+++ Extracted records +++
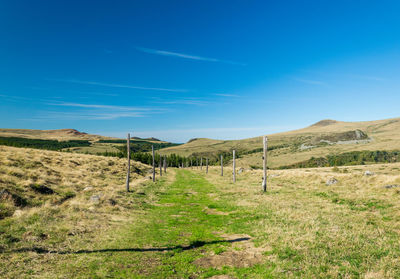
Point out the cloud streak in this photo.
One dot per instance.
(97, 112)
(116, 85)
(186, 56)
(309, 81)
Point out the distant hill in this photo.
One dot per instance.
(75, 141)
(323, 138)
(61, 134)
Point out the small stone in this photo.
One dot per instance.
(17, 213)
(95, 198)
(368, 173)
(391, 186)
(331, 181)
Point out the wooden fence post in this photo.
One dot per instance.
(222, 166)
(160, 165)
(128, 150)
(264, 183)
(234, 167)
(154, 164)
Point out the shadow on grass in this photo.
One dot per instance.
(193, 245)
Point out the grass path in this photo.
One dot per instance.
(192, 225)
(164, 240)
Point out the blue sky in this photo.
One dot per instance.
(183, 69)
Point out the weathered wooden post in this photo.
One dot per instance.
(222, 166)
(264, 183)
(160, 165)
(128, 151)
(234, 167)
(154, 164)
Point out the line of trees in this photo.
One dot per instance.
(349, 159)
(142, 145)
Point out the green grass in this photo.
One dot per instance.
(302, 230)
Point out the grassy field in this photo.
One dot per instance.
(195, 225)
(286, 148)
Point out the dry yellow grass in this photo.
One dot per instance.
(49, 197)
(353, 225)
(61, 134)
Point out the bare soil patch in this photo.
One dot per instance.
(248, 256)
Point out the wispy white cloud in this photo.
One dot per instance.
(183, 102)
(96, 106)
(375, 78)
(116, 85)
(96, 112)
(186, 56)
(310, 81)
(226, 95)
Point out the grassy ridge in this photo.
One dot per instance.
(288, 148)
(192, 225)
(42, 144)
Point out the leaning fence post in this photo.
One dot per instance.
(160, 165)
(154, 164)
(264, 183)
(234, 167)
(128, 150)
(222, 166)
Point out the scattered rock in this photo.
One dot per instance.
(95, 198)
(42, 189)
(212, 211)
(16, 199)
(391, 186)
(17, 213)
(112, 202)
(223, 276)
(331, 181)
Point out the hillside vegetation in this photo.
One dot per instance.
(51, 198)
(327, 137)
(195, 225)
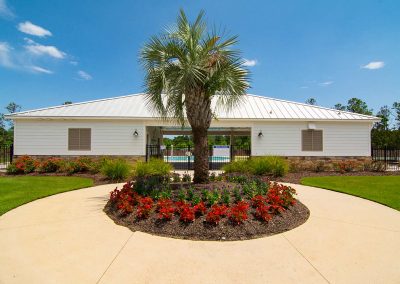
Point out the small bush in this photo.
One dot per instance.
(269, 165)
(154, 167)
(116, 170)
(50, 165)
(23, 165)
(241, 166)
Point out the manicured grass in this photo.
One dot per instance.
(382, 189)
(15, 191)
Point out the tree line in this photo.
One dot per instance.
(6, 125)
(385, 133)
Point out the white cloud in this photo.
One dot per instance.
(38, 49)
(38, 69)
(374, 65)
(249, 62)
(84, 76)
(4, 10)
(31, 29)
(18, 60)
(5, 55)
(325, 84)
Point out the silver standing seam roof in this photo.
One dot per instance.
(136, 107)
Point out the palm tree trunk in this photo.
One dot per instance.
(199, 114)
(200, 155)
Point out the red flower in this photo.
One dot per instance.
(215, 213)
(238, 212)
(187, 214)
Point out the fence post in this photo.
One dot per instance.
(385, 156)
(11, 152)
(189, 154)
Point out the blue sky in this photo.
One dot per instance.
(56, 51)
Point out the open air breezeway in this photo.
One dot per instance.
(226, 144)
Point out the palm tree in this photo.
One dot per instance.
(186, 67)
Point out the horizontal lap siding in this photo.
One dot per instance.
(284, 139)
(51, 137)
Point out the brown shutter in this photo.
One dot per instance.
(79, 139)
(311, 140)
(73, 139)
(317, 140)
(85, 139)
(306, 140)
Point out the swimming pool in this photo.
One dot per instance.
(184, 159)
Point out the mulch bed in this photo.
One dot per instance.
(296, 177)
(293, 217)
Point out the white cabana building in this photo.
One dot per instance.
(123, 126)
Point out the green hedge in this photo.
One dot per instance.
(269, 165)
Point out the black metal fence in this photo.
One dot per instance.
(182, 158)
(6, 155)
(389, 156)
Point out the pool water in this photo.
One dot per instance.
(184, 159)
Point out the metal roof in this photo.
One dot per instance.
(251, 108)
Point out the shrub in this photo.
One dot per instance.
(165, 209)
(262, 212)
(145, 205)
(238, 212)
(241, 166)
(95, 166)
(200, 208)
(187, 213)
(269, 165)
(345, 166)
(186, 178)
(176, 177)
(154, 167)
(150, 175)
(50, 165)
(116, 170)
(23, 165)
(215, 214)
(319, 166)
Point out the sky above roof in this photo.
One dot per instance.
(56, 51)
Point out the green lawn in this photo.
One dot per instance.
(382, 189)
(15, 191)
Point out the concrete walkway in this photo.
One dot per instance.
(67, 238)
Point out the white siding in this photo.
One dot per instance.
(47, 137)
(284, 138)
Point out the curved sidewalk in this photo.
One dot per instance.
(67, 238)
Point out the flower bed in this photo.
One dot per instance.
(232, 208)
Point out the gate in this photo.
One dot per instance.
(389, 156)
(6, 155)
(181, 158)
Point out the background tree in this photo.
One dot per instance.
(384, 114)
(13, 107)
(396, 108)
(339, 106)
(311, 101)
(358, 106)
(185, 68)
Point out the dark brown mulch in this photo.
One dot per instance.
(224, 231)
(296, 177)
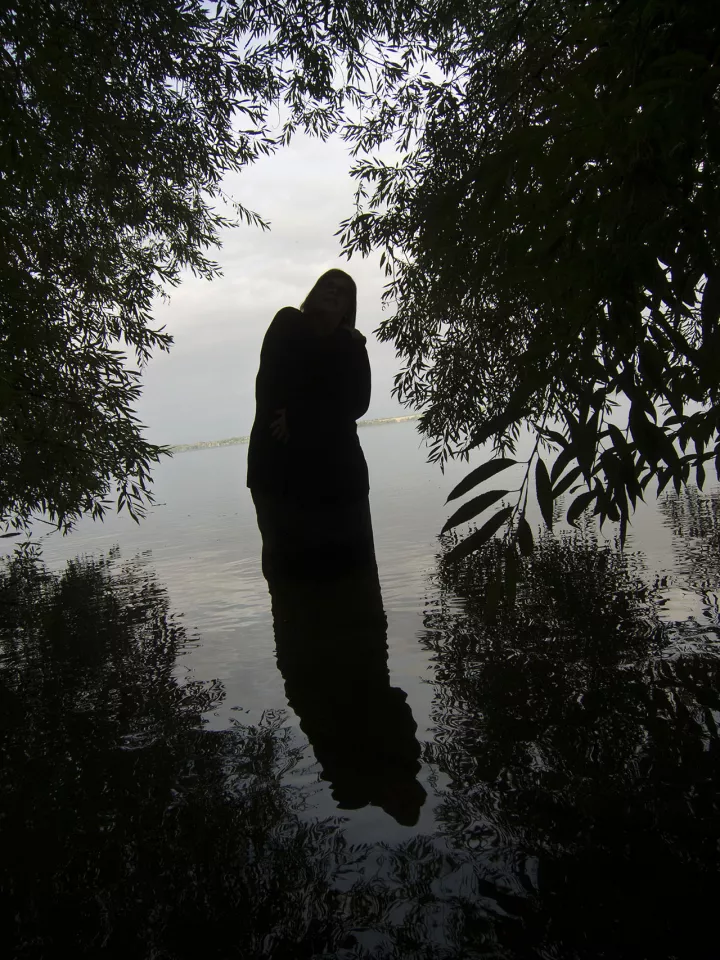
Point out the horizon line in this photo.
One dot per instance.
(235, 441)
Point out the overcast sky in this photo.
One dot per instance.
(204, 388)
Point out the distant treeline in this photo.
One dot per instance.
(233, 441)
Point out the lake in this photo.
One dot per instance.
(534, 773)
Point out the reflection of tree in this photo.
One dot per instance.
(583, 751)
(127, 830)
(695, 520)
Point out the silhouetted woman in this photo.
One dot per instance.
(306, 470)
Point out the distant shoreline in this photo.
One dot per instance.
(234, 441)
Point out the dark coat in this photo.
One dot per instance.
(324, 385)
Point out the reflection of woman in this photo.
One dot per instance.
(331, 641)
(306, 470)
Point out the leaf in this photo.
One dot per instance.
(494, 425)
(567, 481)
(473, 507)
(480, 537)
(543, 488)
(565, 457)
(476, 476)
(580, 505)
(525, 538)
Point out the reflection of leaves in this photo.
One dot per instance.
(578, 736)
(140, 831)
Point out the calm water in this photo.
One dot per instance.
(559, 746)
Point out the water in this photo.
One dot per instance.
(162, 799)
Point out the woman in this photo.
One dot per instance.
(306, 470)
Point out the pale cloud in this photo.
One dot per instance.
(203, 389)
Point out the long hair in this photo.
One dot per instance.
(352, 311)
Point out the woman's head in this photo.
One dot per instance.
(334, 298)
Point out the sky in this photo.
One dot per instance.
(203, 389)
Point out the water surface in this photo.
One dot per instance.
(161, 797)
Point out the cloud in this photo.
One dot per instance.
(204, 388)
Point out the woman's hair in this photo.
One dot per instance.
(352, 311)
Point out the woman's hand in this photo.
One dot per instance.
(354, 333)
(278, 426)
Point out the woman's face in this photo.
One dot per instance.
(333, 296)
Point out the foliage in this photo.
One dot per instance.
(551, 236)
(117, 125)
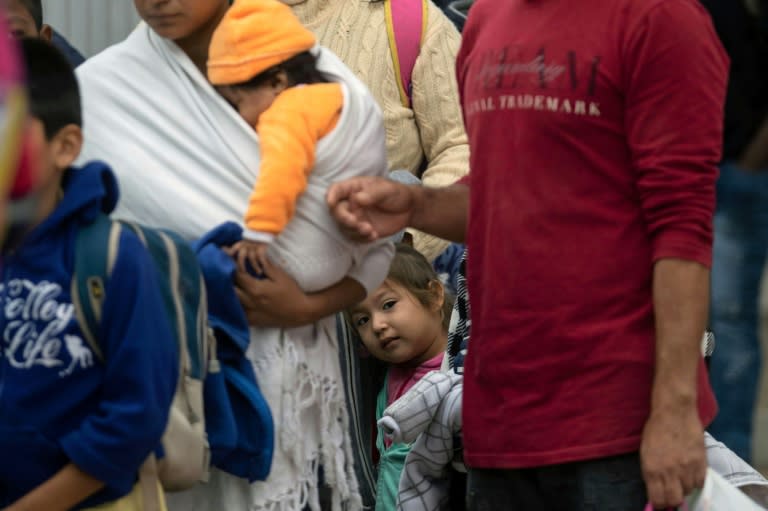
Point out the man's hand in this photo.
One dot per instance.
(673, 456)
(370, 208)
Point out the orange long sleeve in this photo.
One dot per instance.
(288, 133)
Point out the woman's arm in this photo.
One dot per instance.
(278, 301)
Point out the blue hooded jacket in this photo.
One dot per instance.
(59, 403)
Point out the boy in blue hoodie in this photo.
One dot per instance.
(74, 430)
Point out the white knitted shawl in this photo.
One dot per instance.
(186, 161)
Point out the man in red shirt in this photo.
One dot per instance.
(595, 130)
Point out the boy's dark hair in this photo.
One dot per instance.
(54, 96)
(301, 68)
(35, 9)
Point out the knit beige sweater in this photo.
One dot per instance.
(356, 31)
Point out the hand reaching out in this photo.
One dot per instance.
(253, 253)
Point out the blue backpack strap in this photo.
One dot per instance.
(183, 289)
(96, 247)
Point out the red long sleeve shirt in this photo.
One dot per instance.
(595, 129)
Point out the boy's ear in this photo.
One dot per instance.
(66, 146)
(46, 33)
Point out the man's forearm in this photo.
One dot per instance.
(67, 488)
(680, 302)
(442, 212)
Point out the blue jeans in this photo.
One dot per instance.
(741, 244)
(606, 484)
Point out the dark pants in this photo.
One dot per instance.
(607, 484)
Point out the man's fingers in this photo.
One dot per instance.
(655, 489)
(664, 491)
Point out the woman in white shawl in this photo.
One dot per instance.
(185, 160)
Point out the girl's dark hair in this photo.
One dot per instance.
(411, 270)
(299, 69)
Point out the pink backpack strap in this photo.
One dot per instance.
(406, 24)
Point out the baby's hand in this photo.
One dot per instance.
(250, 252)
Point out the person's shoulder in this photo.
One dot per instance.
(132, 257)
(671, 11)
(105, 60)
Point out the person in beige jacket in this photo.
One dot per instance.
(432, 130)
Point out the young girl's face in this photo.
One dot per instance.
(398, 329)
(250, 103)
(180, 19)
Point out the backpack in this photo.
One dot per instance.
(184, 442)
(406, 25)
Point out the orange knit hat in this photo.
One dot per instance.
(253, 36)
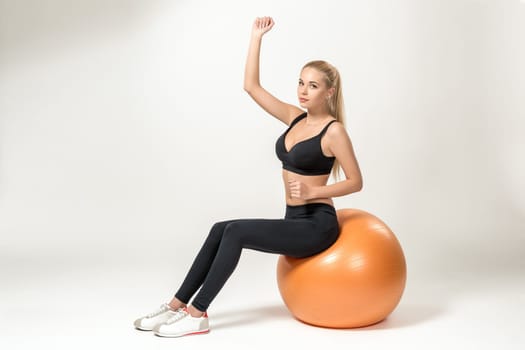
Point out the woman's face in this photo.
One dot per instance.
(312, 90)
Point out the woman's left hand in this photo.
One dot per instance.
(300, 190)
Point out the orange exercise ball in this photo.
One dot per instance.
(356, 282)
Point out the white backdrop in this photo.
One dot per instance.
(124, 126)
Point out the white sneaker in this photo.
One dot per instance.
(148, 322)
(183, 324)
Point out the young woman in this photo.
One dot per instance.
(314, 143)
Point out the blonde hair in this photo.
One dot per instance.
(335, 102)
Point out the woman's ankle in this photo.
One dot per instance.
(175, 304)
(194, 312)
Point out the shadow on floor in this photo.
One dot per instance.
(403, 316)
(240, 317)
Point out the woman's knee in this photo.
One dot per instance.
(218, 229)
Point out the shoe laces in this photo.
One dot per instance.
(163, 308)
(181, 313)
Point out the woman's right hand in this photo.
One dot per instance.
(262, 25)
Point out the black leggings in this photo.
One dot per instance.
(305, 230)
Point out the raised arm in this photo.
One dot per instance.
(283, 111)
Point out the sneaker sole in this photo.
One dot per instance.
(181, 334)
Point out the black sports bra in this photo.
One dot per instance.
(305, 157)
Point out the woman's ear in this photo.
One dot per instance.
(331, 92)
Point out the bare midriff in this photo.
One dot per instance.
(312, 180)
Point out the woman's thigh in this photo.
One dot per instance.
(293, 237)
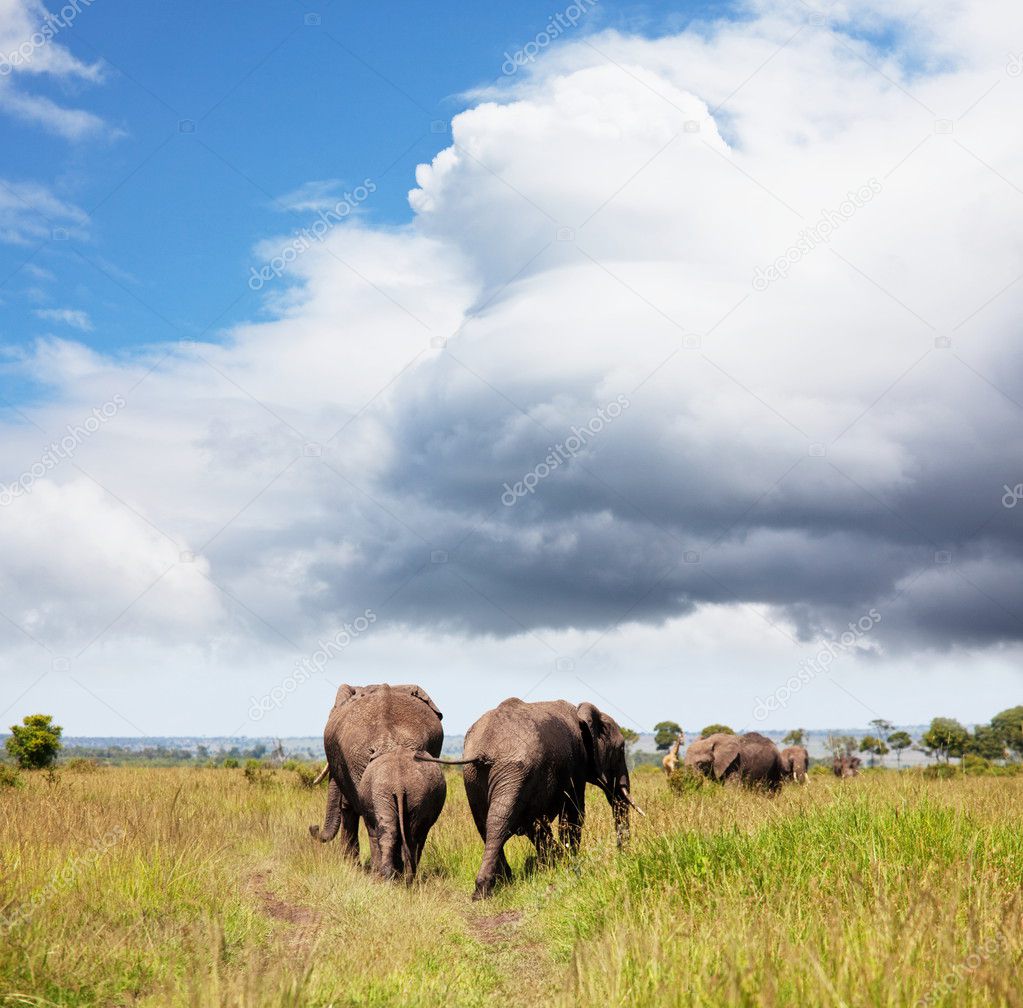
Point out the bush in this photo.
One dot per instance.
(258, 774)
(9, 778)
(306, 774)
(35, 743)
(684, 781)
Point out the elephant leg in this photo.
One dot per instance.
(571, 819)
(349, 830)
(543, 839)
(494, 865)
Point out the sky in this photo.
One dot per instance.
(665, 356)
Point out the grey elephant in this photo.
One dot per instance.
(400, 799)
(795, 760)
(367, 721)
(751, 759)
(527, 764)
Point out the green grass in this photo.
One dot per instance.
(210, 892)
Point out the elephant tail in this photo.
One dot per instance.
(406, 853)
(424, 758)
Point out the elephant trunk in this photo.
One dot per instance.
(332, 821)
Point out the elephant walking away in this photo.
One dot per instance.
(527, 764)
(367, 721)
(400, 799)
(795, 760)
(752, 759)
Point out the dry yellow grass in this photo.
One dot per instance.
(166, 887)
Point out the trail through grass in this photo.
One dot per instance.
(167, 887)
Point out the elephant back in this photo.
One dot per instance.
(379, 718)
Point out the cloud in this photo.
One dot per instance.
(799, 446)
(30, 45)
(69, 316)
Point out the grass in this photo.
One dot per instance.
(186, 887)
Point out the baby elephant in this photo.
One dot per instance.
(400, 799)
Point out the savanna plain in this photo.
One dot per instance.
(202, 887)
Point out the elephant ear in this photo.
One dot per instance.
(345, 693)
(725, 753)
(591, 725)
(421, 694)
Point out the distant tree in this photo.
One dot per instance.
(882, 728)
(986, 742)
(899, 741)
(665, 733)
(1009, 725)
(945, 738)
(875, 746)
(839, 745)
(36, 742)
(715, 730)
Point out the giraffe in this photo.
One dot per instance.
(671, 759)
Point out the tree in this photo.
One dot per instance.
(839, 745)
(36, 742)
(986, 742)
(946, 737)
(665, 733)
(875, 746)
(882, 728)
(715, 730)
(899, 741)
(1009, 725)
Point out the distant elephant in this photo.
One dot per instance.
(400, 798)
(752, 759)
(365, 721)
(795, 759)
(528, 763)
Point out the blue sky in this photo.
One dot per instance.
(211, 116)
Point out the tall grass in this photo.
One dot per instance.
(168, 887)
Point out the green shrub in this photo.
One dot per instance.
(35, 743)
(684, 781)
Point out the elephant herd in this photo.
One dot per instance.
(525, 764)
(751, 759)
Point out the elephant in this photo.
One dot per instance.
(400, 799)
(365, 721)
(752, 759)
(528, 763)
(795, 759)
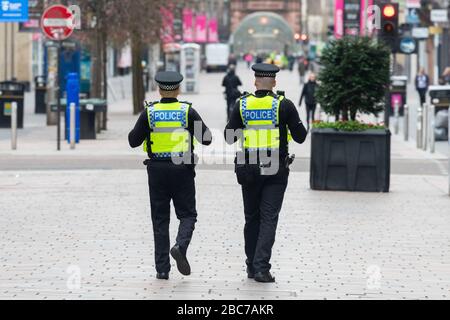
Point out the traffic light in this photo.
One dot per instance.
(389, 25)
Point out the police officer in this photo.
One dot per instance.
(264, 123)
(166, 128)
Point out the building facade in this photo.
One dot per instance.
(290, 10)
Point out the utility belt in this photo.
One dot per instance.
(190, 162)
(250, 173)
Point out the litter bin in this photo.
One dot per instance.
(40, 84)
(10, 92)
(440, 98)
(89, 109)
(398, 94)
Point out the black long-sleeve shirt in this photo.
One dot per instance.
(141, 131)
(289, 119)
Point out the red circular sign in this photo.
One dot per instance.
(58, 23)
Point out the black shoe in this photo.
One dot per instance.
(162, 276)
(182, 263)
(250, 273)
(264, 277)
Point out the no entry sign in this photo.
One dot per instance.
(58, 23)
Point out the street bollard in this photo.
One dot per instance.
(406, 123)
(14, 125)
(419, 134)
(72, 138)
(425, 128)
(397, 117)
(432, 124)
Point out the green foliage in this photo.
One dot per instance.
(354, 78)
(353, 126)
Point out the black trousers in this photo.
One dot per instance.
(169, 182)
(310, 112)
(262, 205)
(423, 96)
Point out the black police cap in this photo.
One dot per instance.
(169, 80)
(265, 70)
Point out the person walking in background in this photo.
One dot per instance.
(231, 82)
(249, 59)
(422, 84)
(309, 94)
(302, 66)
(232, 60)
(446, 75)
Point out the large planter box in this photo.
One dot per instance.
(350, 161)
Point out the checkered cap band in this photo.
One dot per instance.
(265, 74)
(169, 87)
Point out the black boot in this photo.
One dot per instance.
(182, 262)
(264, 277)
(250, 270)
(162, 276)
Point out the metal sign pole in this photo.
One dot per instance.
(397, 117)
(14, 125)
(406, 123)
(425, 128)
(419, 134)
(6, 51)
(432, 124)
(58, 103)
(72, 137)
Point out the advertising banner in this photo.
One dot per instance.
(188, 25)
(167, 32)
(201, 34)
(213, 32)
(339, 19)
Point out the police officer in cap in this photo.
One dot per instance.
(166, 128)
(264, 123)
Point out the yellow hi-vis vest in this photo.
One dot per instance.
(168, 129)
(261, 119)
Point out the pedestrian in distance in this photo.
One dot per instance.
(302, 67)
(261, 122)
(309, 94)
(446, 76)
(231, 82)
(422, 85)
(248, 59)
(166, 129)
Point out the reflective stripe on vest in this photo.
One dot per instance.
(168, 129)
(261, 118)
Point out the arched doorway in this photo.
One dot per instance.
(263, 32)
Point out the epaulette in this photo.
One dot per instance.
(245, 94)
(281, 93)
(149, 104)
(186, 102)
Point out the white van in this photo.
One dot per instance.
(217, 55)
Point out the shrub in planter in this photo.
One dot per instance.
(349, 155)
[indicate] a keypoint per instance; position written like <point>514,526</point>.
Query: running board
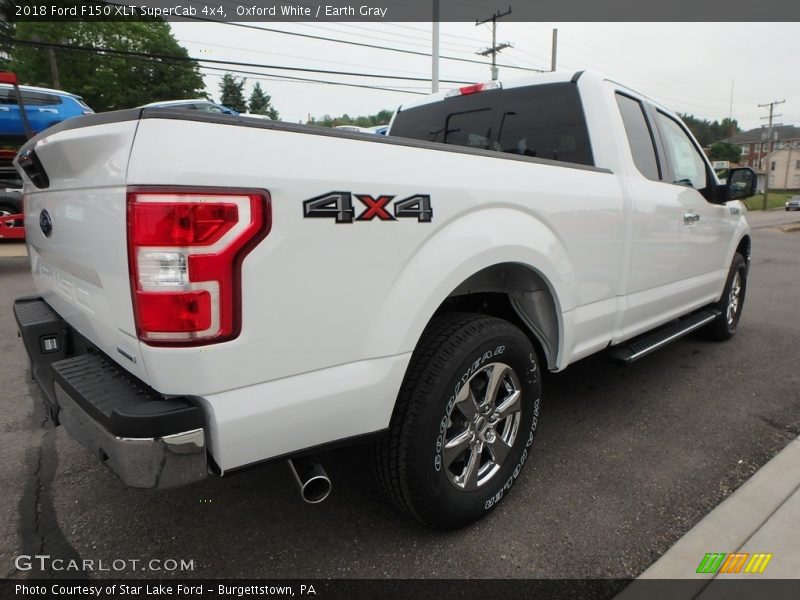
+++
• **What to work on**
Extract every line in the records above that contains the string "foliage", matching case exactly.

• **Reply**
Point out the foliage in this photo.
Point out the green foliage in this photo.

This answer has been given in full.